LIQUIDITY AND CAPITAL RESOURCES
- -------------------------------

         Working capital increased to $24.8 million at March 31, 1997, compared
to $20.9 million at September 30, 1996. The current ratio was 2.4 and 2.2
respectively. Total debt as a percentage of tangible shareholders' equity was
43.4% at March 31, 1997 compared to 43.5% at September 30, 1996. Capital
expenditures for the six months were $1.9 million compared to $1.0 million a
year ago. The Company considers it has adequate financing available to meet its
needs for the year.

                                       10

<PAGE>   12



                          PROVISION FOR TAXES ON INCOME
                          -----------------------------

         The provision for taxes on income, which is based on the anticipated
effective rate for the year, does not bear the customary relationship to pre-tax
income, due primarily to foreign source income.

Item 6.           Exhibits and Reports on Form 8-K

                  (a)The following Exhibits are included herein:

                           Exhibit 27 Financial Data Schedule

                  (b)No report on Form 8-K was filed during the quarter ended
March 31, 1997.

| EXERCISES TO COMPLETE |
[A] Answer these questions using the filing excerpt:
(i) What was working capital at March 31, 1997?
(ii) Which exhibit is included?
(iii) What is the provision for taxes on income based on?
[B] List every dollar amount that appears in the filing excerpt.

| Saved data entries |
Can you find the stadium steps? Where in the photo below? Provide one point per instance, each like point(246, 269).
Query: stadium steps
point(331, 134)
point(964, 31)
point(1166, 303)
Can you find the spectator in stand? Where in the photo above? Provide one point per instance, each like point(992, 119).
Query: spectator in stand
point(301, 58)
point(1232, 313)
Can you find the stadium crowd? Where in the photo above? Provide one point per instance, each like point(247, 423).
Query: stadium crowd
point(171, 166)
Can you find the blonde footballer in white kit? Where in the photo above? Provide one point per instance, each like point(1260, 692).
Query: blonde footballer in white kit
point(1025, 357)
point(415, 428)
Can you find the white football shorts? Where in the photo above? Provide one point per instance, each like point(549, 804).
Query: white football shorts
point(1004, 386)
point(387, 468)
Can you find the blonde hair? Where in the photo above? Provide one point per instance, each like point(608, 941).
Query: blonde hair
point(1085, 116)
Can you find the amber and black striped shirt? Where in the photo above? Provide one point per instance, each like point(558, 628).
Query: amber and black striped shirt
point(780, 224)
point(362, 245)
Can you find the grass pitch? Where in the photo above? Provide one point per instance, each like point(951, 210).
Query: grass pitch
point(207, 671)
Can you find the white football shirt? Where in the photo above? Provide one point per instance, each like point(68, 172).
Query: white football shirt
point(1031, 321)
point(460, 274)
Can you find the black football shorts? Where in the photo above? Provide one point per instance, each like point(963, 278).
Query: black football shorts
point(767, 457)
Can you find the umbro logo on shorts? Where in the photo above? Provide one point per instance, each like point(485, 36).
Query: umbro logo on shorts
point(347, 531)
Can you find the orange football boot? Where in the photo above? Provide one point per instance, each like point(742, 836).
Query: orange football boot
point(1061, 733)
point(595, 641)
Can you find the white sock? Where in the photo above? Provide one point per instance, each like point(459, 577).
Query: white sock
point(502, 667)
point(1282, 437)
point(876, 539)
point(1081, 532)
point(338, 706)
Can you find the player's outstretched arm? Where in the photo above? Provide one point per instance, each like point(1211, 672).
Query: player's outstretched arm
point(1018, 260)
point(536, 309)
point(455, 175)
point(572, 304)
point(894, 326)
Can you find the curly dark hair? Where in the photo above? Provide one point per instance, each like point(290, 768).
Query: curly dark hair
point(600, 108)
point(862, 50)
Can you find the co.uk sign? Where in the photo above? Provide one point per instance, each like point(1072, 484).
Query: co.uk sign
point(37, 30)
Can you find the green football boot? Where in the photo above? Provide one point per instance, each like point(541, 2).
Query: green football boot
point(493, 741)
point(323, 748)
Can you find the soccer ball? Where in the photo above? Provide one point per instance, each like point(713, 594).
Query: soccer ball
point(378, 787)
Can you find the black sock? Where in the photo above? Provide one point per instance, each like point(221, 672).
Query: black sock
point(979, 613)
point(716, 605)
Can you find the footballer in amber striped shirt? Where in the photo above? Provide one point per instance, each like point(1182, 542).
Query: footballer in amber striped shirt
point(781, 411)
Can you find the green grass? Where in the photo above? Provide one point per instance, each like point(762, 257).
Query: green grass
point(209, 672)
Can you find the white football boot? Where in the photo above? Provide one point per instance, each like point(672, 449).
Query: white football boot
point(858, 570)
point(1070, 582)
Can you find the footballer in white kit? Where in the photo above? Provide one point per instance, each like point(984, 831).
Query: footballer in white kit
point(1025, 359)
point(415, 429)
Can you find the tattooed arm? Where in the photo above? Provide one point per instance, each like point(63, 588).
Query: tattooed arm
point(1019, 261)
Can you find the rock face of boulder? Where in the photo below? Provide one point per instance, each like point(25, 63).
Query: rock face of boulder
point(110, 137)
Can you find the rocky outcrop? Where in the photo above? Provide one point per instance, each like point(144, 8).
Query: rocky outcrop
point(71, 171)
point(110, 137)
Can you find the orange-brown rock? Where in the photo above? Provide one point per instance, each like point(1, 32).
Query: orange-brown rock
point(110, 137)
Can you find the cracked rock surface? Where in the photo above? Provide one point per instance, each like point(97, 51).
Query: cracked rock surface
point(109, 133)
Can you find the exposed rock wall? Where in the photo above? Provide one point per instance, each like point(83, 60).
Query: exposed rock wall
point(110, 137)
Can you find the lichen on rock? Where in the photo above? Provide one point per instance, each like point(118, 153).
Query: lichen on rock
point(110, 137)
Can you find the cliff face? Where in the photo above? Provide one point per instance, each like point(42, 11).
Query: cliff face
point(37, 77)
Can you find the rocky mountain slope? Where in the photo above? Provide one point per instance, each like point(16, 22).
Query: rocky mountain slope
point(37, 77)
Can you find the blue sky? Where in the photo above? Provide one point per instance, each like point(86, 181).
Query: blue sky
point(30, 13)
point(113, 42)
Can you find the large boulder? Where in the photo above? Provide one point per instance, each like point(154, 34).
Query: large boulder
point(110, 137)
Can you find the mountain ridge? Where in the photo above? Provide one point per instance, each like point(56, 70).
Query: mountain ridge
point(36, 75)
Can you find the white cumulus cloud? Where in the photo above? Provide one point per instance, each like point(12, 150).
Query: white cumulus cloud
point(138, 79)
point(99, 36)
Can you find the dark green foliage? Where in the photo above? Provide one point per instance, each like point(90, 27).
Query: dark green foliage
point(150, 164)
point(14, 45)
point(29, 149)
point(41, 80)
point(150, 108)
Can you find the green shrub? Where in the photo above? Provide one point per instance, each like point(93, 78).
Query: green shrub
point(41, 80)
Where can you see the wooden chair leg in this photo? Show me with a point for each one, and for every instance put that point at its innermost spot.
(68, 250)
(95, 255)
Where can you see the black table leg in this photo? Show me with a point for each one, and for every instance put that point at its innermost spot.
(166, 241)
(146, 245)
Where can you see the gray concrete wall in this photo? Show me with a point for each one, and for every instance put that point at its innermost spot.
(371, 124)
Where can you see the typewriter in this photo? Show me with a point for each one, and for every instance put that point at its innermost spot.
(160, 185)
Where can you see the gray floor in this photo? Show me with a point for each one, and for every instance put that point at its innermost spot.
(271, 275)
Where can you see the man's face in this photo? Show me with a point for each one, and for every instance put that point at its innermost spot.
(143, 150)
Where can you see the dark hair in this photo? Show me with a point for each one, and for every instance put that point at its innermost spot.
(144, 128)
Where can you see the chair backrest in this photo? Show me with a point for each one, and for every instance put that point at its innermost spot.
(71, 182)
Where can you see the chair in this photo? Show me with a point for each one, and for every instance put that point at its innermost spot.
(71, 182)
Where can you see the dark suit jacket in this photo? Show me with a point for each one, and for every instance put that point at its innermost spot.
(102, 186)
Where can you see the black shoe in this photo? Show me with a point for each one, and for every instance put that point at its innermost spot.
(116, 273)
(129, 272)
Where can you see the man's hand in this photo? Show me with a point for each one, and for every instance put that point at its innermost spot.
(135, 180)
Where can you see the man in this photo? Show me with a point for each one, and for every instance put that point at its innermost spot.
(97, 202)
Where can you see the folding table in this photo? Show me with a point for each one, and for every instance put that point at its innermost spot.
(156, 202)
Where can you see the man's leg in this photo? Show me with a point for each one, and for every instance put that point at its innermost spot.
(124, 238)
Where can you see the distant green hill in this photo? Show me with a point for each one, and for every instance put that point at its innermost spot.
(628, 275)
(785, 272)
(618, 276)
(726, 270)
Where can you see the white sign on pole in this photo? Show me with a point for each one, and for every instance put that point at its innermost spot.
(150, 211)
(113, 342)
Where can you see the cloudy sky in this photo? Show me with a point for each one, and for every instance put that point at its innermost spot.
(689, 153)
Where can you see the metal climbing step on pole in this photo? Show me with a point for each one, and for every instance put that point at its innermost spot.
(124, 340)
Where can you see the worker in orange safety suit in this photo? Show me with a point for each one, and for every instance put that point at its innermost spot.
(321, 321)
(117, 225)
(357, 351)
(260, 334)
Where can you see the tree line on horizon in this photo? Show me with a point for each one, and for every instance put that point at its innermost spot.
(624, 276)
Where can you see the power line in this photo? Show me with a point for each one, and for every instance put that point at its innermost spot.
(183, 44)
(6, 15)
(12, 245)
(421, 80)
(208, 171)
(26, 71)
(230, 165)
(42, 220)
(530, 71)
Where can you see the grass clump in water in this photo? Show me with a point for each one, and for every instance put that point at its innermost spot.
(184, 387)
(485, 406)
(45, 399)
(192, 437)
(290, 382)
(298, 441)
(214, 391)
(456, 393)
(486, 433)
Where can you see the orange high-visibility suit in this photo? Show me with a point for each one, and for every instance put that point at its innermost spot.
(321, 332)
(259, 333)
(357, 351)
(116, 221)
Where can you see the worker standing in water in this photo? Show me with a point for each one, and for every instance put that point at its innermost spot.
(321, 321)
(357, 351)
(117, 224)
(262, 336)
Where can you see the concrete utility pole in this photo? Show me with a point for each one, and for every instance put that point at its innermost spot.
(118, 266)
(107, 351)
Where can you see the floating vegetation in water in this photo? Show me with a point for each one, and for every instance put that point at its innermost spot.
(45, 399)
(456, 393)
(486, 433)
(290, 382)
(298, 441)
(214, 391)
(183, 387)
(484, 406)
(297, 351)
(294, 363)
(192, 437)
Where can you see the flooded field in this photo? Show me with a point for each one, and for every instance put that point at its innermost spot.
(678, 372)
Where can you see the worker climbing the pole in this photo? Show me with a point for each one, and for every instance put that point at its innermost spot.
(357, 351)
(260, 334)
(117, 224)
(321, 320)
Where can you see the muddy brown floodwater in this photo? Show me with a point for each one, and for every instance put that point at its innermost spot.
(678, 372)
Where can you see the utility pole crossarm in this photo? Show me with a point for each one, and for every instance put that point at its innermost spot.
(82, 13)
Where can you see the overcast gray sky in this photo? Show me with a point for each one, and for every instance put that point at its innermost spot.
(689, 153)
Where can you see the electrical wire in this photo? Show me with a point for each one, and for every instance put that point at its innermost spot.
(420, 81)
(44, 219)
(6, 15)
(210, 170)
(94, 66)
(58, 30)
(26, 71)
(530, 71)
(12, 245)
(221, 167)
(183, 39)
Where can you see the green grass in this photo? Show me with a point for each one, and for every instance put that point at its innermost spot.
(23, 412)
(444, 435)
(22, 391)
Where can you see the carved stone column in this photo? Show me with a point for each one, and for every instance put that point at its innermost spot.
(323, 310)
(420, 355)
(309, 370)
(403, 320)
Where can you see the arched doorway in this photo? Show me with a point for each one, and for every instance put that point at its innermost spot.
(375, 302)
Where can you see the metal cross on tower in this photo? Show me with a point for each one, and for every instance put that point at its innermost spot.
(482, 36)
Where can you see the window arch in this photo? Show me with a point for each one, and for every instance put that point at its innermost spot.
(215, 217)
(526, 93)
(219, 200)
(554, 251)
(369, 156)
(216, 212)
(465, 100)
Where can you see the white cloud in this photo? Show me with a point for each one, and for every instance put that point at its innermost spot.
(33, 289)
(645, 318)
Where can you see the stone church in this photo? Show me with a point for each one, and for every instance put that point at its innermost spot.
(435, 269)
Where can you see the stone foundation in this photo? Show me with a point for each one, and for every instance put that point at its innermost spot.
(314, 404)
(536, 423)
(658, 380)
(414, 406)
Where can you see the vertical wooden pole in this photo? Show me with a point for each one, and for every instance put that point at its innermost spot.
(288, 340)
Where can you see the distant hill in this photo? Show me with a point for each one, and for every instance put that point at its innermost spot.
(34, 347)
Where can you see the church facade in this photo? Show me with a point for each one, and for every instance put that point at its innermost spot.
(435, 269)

| REPLIES |
[A]
(i) $24.8 million
(ii) Exhibit 27 Financial Data Schedule
(iii) The anticipated effective rate for the year

[B] $24.8 million, $20.9 million, $1.9 million, $1.0 million